++++ Provided data
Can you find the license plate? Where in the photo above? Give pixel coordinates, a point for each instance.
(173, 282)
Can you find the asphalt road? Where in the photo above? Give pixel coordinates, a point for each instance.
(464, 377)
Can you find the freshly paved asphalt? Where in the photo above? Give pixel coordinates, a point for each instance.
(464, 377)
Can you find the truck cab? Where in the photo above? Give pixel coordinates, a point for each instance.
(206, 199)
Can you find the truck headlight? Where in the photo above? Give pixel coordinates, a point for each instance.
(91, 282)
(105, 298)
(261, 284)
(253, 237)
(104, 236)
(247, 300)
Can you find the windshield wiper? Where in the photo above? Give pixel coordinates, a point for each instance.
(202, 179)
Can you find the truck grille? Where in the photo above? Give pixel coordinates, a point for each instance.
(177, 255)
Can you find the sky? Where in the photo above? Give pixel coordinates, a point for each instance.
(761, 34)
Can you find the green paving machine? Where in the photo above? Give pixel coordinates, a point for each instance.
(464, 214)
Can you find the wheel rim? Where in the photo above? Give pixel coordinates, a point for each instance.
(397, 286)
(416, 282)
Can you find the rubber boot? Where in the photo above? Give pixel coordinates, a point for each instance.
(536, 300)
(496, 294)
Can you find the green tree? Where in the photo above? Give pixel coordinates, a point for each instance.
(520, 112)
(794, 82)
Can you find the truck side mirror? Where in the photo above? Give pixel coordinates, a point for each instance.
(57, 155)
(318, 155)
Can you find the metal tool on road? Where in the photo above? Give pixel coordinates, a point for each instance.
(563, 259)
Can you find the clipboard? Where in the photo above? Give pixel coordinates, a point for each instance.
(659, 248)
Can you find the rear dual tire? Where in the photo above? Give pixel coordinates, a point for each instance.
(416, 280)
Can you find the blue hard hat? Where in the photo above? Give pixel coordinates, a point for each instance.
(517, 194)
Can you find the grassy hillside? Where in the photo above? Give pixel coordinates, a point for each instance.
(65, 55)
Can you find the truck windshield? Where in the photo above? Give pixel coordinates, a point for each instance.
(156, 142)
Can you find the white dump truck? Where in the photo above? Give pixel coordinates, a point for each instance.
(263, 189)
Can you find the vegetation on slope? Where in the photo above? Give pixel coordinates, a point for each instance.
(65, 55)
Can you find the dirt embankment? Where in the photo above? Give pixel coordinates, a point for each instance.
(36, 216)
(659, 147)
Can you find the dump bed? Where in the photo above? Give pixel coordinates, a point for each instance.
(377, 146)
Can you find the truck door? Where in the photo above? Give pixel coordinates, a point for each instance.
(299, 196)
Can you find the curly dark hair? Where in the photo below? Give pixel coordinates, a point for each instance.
++++++++
▸ Written instruction:
Every record above should be copied exactly.

▸ Expected answer:
Can you find the license plate? Where in the photo above? Give pixel coordinates, a point for each instance.
(173, 282)
Can you find the asphalt road? Where in the photo above? Give pixel coordinates, a point for each instance.
(464, 377)
Can you find the freshly paved asphalt? Where in the photo above? Give pixel coordinates, a point for each instance.
(464, 377)
Can you find the truck cab? Where in the photo above? Give pixel coordinates, a point for each instance.
(206, 199)
Can you find the truck headlight? Where in the photo above? Give pixel coordinates, a point for each instance.
(91, 282)
(105, 298)
(261, 284)
(253, 237)
(104, 236)
(247, 300)
Can you find the windshield wiper? Where in the photo above? Give pixel coordinates, a point for each instance.
(202, 179)
Can you find the truck grille? Where in the photo above? Give pixel coordinates, a point for each instance.
(177, 255)
Can you find the sky? Where in the photo above? Give pixel coordinates, a point for each instance.
(761, 34)
Can you find the green paving machine? Where in the photo above? Give pixel coordinates, a point for each instance.
(464, 214)
Can you find the wheel rim? Where in the photo above? Give pixel coordinates, a point for each instance.
(397, 286)
(416, 282)
Can you find the rubber boot? Where in the photo above? Give pixel coordinates, a point for each instance.
(536, 300)
(496, 294)
Can you find the green tree? Where in the photo above? Give pixel coordinates, a point for each instance.
(520, 112)
(794, 82)
Can you find the truck side mirror? Where in the photo above? Give pixel coordinates, a point for each instance.
(57, 155)
(318, 155)
Can you find the metal tool on road? Where in the photo above? Give pixel coordinates, a point for each instance.
(563, 259)
Can you find the clipboard? Where in the photo above? Give pixel coordinates, a point for each instance.
(659, 248)
Can you find the rear dual tire? Where in the photo above? Give pixel coordinates, a point for each instance.
(416, 280)
Can you find the blue hard hat? Where in the photo above? Give pixel coordinates, a point for each instance.
(517, 194)
Can you find the grassy hillside? Where in the photo above? Give pixel coordinates, a point for each instance.
(65, 55)
Can you find the truck windshield? Where in the photo above? Give pixel coordinates, a point for each instance.
(156, 142)
Can you find the white dump truck? Where in the photo above? Give pixel coordinates, a point for each instance.
(263, 189)
Can you find the vegetation on slope? Where in the photo above? Give pixel coordinates, a point for each instance.
(65, 55)
Can you find the dirt embankment? Where in the photo above? Give pixel coordinates, a point for each instance.
(36, 216)
(659, 147)
Can you find the dump bed? Where in the photo above? Give pixel coordinates, a point for each instance.
(377, 146)
Can you find the truck door? Where in the photo above? Give pixel coordinates, a point for each instance.
(299, 196)
Can you find the curly dark hair? Where in the photo below? Give pixel coordinates, a point for each instance.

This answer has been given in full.